- PAGE EXTRACT:
That much is certain – everything else, from
what the musicians played to how long they performed, is the subject of much
debate among Titanic enthusiasts. Some
have insisted the band played nothing but hymns; others are equally insistent
that they played upbeat material. The latter supposition makes more sense; the
musicians were supposed to lighten the mood on board, not remind everyone of
their impending doom.

 

But what about the last song the band played
that night? It’s famously said that it was the hymn “Nearer My God To Thee,”

- DATA LISTING:
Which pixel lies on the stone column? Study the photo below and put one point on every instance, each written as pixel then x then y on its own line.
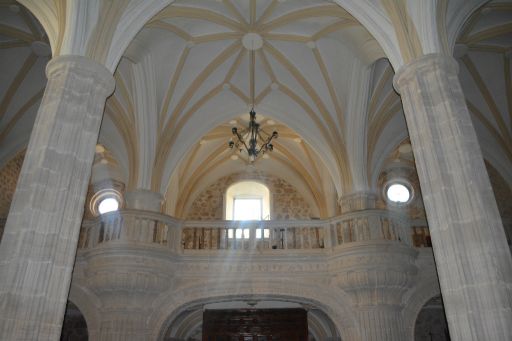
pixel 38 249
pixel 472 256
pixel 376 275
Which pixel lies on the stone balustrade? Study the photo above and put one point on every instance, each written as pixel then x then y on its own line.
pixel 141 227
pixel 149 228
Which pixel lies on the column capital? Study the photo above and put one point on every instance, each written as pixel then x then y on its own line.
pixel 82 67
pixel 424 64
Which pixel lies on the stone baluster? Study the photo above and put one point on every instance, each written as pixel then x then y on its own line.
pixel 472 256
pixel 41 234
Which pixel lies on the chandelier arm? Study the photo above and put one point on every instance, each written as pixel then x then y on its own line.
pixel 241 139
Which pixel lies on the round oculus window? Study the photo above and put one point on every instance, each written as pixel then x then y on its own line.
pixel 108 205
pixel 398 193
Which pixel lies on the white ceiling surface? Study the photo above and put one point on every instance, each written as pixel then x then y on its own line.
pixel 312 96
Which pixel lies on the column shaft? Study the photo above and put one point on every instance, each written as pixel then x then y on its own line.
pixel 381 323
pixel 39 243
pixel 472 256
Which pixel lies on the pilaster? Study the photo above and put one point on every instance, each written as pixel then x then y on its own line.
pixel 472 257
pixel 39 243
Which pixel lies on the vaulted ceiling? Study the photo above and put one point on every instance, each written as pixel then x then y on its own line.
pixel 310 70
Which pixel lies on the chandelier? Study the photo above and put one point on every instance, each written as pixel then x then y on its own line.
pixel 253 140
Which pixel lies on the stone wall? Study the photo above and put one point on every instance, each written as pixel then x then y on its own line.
---
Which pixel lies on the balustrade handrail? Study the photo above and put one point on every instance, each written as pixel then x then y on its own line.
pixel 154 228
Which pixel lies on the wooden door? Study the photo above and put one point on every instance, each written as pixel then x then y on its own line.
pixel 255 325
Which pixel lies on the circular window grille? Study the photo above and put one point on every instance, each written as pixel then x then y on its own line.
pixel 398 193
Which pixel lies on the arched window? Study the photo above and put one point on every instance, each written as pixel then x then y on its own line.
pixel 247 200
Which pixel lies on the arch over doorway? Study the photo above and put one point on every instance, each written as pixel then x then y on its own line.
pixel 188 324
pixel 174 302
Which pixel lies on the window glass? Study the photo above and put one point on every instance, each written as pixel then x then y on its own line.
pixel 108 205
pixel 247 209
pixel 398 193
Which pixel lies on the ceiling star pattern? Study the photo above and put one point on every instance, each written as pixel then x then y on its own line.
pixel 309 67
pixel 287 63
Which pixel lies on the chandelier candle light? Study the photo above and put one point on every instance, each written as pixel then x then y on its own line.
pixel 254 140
==
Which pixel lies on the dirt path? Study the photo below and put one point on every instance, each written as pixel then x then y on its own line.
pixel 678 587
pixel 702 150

- EXERCISE TASKS:
A – Copy the Titanic band passage word for word, from "That much is" to "their impending doom.".
B – In one to three sentences, explain why the Titanic band passage finds the upbeat-material view more sensible than the hymns-only view.
C – Answer these questions from the Titanic band passage.
(i) According to some, what was the only kind of music the band played?
(ii) Which two matters does the passage say Titanic enthusiasts debate?
(iii) Which hymn is famously said to be the last song the band played that night?

- WRITTEN ANSWERS:
A –
That much is certain – everything else, from
what the musicians played to how long they performed, is the subject of much
debate among Titanic enthusiasts. Some
have insisted the band played nothing but hymns; others are equally insistent
that they played upbeat material. The latter supposition makes more sense; the
musicians were supposed to lighten the mood on board, not remind everyone of
their impending doom.

B – The passage says the upbeat-material view makes more sense because the musicians were supposed to lighten the mood on board. Playing only hymns would instead have reminded everyone of their impending doom.

C –
(i) Hymns.
(ii) What the musicians played and how long they performed.
(iii) "Nearer My God To Thee."